Segment Start: Given records
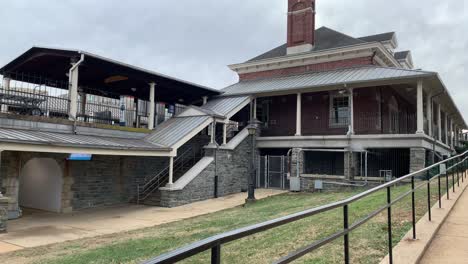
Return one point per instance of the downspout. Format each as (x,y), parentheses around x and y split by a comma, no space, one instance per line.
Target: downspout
(373,57)
(74,67)
(434,140)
Segment End: Given records
# Work to be completed:
The records above are to be set down exactly as written, with no images.

# Written solution:
Return one point per instance of the downspout. Format each as (x,y), parentheses around x and y split by a comma, no space, one instance per line.
Target: downspout
(373,57)
(74,67)
(434,140)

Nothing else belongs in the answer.